Show every line of the data below that contains the word "bare", copying each such line in full. The match is case-sensitive.
<<<<
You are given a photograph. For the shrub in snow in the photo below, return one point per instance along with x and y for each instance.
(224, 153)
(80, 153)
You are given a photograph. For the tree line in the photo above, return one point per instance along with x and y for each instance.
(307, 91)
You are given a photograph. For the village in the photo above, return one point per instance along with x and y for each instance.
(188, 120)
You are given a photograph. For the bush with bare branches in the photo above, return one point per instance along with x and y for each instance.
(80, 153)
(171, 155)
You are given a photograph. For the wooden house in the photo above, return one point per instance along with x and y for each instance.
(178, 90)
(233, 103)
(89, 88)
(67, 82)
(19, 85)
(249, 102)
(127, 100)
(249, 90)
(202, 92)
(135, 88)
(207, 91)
>>>>
<<<<
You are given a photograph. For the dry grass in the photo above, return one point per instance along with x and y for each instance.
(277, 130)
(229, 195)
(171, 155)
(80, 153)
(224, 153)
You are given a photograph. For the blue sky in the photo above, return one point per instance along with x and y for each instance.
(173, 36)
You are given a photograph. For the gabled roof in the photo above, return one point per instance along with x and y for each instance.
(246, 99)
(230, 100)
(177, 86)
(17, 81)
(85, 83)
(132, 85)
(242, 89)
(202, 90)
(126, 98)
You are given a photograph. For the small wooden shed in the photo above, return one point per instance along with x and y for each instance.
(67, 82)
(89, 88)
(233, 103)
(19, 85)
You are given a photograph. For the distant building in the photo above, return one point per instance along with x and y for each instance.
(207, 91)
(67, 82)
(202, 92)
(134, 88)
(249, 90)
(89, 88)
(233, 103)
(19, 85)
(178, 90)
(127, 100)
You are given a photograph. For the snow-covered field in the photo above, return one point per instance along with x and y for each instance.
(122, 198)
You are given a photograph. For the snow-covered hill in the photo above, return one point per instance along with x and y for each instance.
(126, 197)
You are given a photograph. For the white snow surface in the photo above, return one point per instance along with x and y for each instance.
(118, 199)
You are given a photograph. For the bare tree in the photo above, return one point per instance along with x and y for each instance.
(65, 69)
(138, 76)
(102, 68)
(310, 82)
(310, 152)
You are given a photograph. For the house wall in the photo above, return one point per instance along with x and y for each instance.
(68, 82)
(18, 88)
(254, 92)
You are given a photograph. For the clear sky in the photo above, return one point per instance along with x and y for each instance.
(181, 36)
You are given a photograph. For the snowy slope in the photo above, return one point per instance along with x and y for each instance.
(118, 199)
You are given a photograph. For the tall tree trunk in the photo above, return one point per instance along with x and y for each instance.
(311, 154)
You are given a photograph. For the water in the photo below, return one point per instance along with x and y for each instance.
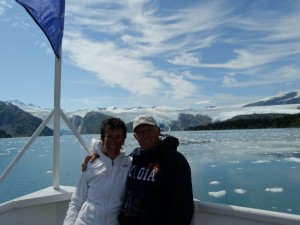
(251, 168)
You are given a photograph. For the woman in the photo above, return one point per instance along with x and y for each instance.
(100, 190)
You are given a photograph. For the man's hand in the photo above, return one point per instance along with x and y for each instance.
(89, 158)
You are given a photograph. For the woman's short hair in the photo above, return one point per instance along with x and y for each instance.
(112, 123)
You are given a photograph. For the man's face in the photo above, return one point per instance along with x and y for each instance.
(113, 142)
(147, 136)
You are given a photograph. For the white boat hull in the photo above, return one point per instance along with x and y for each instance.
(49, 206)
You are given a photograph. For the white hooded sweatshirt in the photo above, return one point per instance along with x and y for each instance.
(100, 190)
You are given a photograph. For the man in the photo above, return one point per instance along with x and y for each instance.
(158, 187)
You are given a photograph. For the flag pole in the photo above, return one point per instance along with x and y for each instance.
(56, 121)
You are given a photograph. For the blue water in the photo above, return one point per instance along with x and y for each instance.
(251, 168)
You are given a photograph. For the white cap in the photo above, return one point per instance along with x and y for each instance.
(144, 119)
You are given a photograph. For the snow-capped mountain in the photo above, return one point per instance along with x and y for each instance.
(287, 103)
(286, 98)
>>>>
<<<<
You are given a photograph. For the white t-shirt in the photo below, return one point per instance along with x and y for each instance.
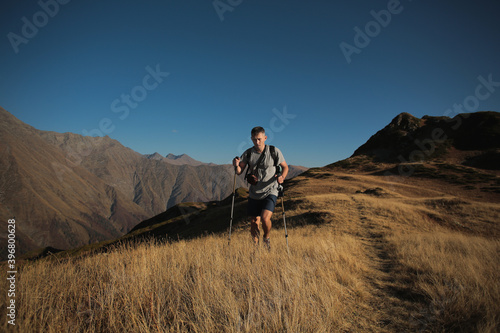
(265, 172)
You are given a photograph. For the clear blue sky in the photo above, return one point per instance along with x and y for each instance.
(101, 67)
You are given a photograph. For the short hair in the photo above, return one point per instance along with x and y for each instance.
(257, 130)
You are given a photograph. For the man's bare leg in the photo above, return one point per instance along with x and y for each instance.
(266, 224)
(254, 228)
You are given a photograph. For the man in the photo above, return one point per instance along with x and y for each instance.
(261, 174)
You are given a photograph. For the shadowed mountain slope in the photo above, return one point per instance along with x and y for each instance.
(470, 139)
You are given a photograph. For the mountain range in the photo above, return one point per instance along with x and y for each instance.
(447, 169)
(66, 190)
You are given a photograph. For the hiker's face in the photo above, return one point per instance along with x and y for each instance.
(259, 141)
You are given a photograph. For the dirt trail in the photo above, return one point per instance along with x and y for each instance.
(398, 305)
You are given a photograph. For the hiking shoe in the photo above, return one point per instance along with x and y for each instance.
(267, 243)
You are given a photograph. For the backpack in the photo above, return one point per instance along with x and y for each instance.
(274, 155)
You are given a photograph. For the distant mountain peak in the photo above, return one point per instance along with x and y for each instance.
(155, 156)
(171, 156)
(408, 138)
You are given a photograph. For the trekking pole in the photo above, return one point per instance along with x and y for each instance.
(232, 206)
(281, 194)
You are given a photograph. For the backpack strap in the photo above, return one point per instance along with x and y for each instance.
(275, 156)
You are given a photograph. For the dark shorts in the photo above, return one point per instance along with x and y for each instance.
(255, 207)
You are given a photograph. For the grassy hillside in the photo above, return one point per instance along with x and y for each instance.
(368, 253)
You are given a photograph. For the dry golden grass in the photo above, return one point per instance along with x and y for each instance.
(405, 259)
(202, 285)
>>>>
Solution below
You are given a photograph. For the bush with bare branches in the photo above, return one point per instance along with x and y for each instance.
You are given a photograph. For the bare tree in the photo above, return one point per instance along with x and y for each instance.
You are given a photograph. For the man's bare leg in the photo above, return one point per instance along with x and y for each instance.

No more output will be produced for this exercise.